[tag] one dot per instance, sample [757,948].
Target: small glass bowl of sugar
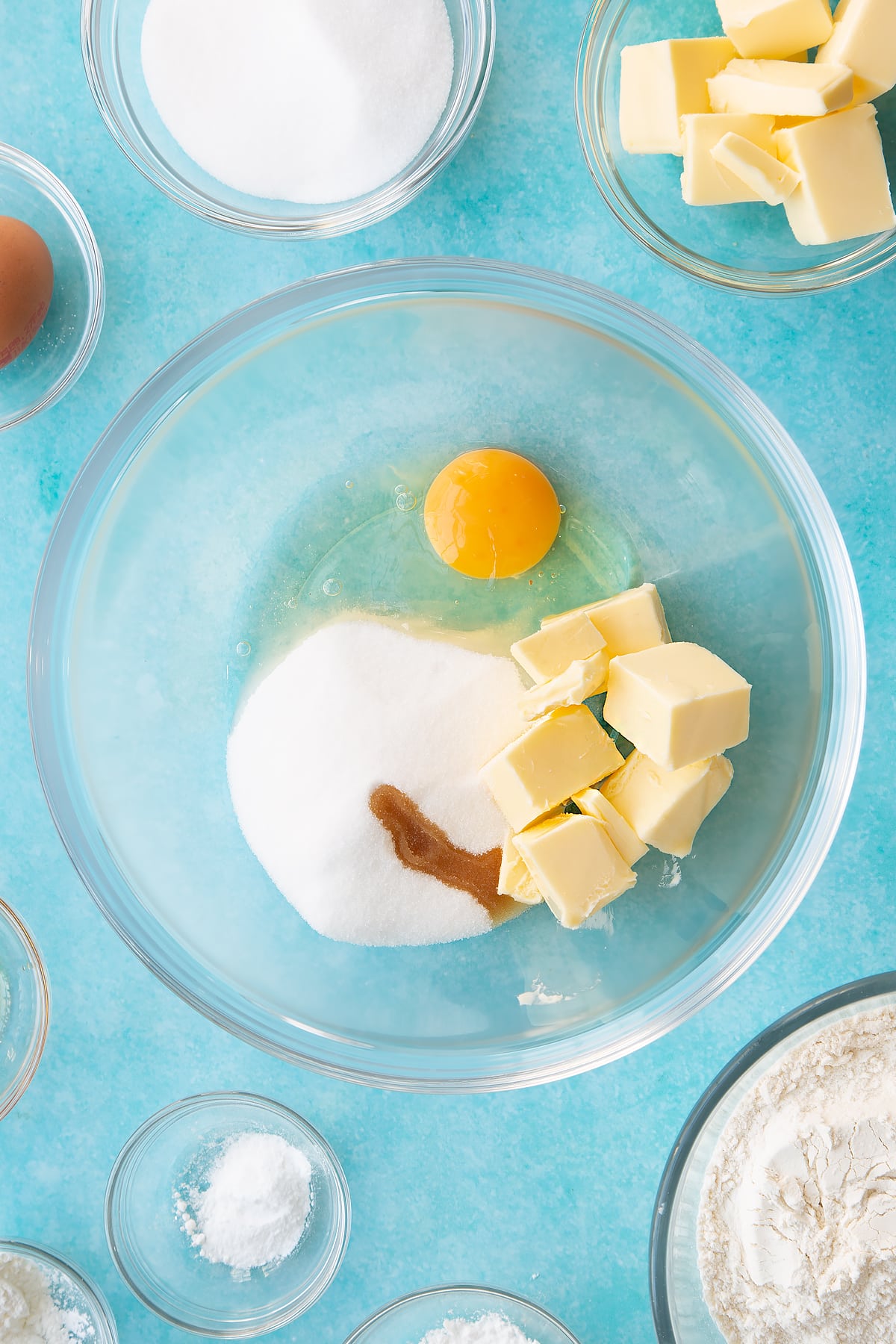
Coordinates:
[308,96]
[175,1226]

#### Written request
Rescale the rows by copying every line again, multiplying each answer coordinate by 2.35 and rounding to the nearest whole number, with halves rounding up, while all other numbers stay unchanged. Leave the pictures out of your output.

#### Solution for this task
[tag] one dot per instance, sample [757,948].
Target: small glass bowl of sugar
Coordinates:
[724,226]
[411,2881]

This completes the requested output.